--- DATA PROVIDED ---

* * * * *

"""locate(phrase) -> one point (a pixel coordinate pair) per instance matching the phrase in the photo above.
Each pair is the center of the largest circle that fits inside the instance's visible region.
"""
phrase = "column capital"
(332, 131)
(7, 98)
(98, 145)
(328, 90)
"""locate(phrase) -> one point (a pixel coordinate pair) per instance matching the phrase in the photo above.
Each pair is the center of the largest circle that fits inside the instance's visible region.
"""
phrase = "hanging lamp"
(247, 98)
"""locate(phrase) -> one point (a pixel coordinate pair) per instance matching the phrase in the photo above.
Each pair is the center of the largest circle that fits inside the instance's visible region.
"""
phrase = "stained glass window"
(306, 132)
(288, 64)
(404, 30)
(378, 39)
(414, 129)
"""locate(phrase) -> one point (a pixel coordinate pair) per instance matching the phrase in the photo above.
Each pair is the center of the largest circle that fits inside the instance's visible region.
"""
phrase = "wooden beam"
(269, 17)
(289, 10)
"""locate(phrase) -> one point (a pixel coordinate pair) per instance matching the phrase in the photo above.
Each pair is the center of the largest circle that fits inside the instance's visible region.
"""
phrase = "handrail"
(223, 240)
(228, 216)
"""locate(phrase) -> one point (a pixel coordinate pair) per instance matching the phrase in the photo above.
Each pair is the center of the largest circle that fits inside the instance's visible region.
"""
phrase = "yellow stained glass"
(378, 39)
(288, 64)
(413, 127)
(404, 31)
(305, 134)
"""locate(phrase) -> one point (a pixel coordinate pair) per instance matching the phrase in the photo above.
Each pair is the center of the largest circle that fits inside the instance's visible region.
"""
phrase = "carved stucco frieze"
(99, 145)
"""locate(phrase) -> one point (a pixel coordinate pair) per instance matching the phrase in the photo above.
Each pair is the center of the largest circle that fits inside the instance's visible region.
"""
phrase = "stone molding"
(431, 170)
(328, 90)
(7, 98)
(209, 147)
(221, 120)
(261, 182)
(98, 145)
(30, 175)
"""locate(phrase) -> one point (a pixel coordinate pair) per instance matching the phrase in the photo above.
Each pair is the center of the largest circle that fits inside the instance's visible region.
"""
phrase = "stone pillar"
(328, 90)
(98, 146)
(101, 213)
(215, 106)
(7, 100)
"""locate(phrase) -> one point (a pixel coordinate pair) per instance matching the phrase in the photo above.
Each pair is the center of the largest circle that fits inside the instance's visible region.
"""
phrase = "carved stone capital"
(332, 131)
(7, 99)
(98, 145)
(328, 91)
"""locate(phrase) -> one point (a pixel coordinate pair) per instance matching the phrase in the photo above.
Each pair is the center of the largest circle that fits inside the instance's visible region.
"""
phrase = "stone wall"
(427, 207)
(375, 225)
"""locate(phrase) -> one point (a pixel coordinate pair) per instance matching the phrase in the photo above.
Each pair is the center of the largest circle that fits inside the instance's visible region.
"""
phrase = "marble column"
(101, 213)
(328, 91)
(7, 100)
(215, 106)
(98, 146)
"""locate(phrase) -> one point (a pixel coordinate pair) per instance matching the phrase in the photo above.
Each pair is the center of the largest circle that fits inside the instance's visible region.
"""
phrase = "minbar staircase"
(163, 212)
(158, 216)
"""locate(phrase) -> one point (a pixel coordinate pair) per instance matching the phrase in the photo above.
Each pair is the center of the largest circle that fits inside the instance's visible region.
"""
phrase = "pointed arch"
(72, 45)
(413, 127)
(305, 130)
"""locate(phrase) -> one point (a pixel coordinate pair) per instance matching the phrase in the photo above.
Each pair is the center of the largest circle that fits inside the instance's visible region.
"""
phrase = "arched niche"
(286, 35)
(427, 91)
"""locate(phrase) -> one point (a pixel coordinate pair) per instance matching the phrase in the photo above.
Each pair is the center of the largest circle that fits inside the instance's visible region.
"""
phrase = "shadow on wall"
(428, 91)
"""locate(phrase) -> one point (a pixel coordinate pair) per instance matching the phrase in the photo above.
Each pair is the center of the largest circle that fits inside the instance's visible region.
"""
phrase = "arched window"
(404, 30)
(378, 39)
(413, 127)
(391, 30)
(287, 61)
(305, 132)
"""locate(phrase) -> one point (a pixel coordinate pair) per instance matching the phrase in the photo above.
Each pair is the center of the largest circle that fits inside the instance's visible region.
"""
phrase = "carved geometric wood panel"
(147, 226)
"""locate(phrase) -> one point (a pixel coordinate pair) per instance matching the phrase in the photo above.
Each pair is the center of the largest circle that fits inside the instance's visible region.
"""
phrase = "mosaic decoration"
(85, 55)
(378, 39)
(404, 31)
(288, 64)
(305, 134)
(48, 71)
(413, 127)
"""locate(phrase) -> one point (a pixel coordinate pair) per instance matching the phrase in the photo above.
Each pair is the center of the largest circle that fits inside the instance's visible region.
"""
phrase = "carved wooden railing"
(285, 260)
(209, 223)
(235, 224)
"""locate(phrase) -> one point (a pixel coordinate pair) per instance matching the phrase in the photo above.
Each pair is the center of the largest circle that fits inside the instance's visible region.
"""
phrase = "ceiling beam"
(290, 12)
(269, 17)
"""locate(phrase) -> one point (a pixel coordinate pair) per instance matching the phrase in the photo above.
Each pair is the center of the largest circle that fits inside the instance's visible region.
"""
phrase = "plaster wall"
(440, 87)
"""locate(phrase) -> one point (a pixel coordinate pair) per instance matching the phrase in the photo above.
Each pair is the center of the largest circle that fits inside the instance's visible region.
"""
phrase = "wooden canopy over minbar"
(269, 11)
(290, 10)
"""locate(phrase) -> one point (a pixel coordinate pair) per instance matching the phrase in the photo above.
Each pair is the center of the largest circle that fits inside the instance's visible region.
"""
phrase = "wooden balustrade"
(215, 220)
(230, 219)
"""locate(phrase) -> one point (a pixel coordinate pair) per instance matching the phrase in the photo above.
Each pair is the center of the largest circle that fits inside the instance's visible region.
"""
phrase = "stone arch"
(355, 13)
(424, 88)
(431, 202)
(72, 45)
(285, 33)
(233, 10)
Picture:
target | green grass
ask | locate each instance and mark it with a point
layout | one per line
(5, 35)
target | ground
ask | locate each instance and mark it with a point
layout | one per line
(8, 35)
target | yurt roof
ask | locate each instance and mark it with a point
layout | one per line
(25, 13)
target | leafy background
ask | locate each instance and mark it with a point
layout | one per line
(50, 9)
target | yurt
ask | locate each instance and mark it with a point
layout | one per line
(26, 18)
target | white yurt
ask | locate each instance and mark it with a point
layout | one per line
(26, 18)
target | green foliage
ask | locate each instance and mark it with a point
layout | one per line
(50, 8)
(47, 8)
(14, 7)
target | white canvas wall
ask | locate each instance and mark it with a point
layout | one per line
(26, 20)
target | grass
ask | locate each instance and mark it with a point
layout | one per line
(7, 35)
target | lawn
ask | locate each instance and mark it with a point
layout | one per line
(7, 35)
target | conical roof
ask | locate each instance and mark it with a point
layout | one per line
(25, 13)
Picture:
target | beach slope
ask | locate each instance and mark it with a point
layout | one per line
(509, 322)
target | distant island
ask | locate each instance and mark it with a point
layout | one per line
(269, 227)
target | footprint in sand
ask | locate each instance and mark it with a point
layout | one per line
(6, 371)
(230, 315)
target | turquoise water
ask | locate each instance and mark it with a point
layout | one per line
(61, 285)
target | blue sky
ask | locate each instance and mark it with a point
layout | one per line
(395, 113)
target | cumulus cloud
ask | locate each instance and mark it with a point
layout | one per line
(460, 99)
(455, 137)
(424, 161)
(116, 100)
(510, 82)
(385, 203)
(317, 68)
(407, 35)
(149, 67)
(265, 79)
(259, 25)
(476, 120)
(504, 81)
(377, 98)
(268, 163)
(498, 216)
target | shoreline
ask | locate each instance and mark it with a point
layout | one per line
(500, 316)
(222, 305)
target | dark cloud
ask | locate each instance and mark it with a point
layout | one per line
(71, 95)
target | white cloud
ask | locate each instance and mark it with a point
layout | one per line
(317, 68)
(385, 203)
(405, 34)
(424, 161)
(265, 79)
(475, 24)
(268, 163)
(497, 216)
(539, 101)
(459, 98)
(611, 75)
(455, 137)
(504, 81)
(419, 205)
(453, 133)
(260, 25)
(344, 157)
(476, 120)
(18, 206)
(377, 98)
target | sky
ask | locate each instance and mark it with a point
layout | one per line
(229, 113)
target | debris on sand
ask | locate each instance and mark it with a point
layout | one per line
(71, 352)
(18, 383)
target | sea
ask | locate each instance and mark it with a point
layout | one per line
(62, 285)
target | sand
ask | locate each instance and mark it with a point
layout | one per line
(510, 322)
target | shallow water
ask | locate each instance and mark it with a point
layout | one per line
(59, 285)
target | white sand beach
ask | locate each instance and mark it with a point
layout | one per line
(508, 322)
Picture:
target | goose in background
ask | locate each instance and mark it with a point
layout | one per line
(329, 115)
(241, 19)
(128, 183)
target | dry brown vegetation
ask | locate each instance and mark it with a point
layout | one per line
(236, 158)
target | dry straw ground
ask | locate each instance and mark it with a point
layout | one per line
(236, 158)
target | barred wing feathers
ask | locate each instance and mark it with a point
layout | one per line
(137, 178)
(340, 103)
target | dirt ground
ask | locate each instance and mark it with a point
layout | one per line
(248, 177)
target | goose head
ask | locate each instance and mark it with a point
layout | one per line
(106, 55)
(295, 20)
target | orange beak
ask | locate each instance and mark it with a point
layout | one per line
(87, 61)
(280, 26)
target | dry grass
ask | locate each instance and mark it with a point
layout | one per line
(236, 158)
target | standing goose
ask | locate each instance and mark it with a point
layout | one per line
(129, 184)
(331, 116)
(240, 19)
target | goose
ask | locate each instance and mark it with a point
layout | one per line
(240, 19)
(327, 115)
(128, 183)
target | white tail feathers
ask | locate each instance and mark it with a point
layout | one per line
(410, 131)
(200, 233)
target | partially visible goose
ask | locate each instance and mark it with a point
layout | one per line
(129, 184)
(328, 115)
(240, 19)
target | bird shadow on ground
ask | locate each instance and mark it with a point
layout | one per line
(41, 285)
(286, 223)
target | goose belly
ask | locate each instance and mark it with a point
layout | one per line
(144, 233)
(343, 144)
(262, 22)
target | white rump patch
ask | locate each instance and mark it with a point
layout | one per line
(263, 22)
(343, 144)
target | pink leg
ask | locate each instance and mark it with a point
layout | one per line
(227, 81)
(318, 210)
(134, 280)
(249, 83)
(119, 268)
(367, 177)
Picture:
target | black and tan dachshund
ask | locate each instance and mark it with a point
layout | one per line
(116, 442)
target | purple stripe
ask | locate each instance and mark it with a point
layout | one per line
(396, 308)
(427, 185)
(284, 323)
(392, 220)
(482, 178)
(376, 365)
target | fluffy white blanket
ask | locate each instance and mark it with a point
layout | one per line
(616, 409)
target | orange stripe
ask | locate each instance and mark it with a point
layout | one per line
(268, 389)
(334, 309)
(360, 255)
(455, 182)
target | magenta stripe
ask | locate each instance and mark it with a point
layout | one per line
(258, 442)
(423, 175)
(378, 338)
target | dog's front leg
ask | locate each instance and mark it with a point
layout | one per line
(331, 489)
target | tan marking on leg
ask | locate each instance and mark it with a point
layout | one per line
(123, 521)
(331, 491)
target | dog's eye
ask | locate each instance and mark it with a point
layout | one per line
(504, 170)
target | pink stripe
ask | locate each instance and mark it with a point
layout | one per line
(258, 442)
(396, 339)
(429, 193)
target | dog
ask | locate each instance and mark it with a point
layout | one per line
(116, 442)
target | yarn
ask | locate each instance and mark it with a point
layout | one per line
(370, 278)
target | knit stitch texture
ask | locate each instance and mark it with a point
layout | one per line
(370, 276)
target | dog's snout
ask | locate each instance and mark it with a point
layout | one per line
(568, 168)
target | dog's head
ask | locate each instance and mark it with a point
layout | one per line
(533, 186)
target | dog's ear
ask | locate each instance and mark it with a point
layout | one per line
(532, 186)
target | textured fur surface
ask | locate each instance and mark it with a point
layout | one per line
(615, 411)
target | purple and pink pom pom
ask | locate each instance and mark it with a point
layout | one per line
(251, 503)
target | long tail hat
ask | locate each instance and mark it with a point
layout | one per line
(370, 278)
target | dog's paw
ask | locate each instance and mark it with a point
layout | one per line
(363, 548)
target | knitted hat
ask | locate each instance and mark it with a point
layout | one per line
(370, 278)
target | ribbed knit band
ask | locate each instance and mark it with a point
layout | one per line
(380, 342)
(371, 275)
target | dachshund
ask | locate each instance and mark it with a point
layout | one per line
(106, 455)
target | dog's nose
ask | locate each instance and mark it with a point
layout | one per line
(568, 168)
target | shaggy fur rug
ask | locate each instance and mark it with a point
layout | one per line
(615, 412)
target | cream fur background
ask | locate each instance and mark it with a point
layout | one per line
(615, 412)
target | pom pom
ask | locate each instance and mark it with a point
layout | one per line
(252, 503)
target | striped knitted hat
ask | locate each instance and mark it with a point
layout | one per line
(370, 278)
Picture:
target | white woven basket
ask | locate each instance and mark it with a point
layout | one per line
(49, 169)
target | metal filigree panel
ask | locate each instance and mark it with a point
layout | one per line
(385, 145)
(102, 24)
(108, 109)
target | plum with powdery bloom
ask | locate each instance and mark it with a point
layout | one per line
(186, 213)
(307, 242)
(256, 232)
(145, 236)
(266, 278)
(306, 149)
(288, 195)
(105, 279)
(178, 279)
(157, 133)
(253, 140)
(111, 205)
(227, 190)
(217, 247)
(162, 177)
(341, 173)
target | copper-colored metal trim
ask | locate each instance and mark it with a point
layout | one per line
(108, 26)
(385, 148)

* * * * *

--- EXERCISE DIRECTIONS ---
Please give back exactly the lines of the listing above that run from the one containing "target | blue sky" through the one containing "target | sand", and only those.

--- RESULT FOR THIS EXERCISE ---
target | blue sky
ask | locate each instance and mark it with a point
layout | one per line
(395, 113)
target | cumulus cloud
ask | locate each instance and mark it with a point
layout | one per line
(460, 99)
(455, 137)
(424, 161)
(116, 100)
(510, 82)
(385, 203)
(317, 68)
(407, 35)
(149, 67)
(265, 79)
(259, 25)
(476, 120)
(504, 81)
(377, 98)
(268, 163)
(498, 216)
target | shoreline
ask | locate each instance and mark it with a point
layout | one per line
(500, 316)
(222, 305)
target | dark cloud
ask | locate each instance and mark it with a point
layout | one per line
(71, 95)
target | white cloud
ask | locate each instance and mark it with a point
layout | one per line
(317, 68)
(385, 203)
(405, 34)
(424, 161)
(265, 79)
(475, 24)
(268, 163)
(497, 216)
(539, 101)
(459, 98)
(611, 75)
(455, 137)
(504, 81)
(419, 205)
(453, 133)
(260, 25)
(344, 157)
(476, 120)
(18, 206)
(377, 98)
target | sky
ask | locate each instance and mark it with a point
layout | one per line
(229, 113)
target | debris on sand
ask | locate each instance and mark it with a point
layout | one per line
(71, 352)
(18, 383)
target | sea
ask | locate each instance and mark it with a point
layout | one per line
(62, 285)
target | sand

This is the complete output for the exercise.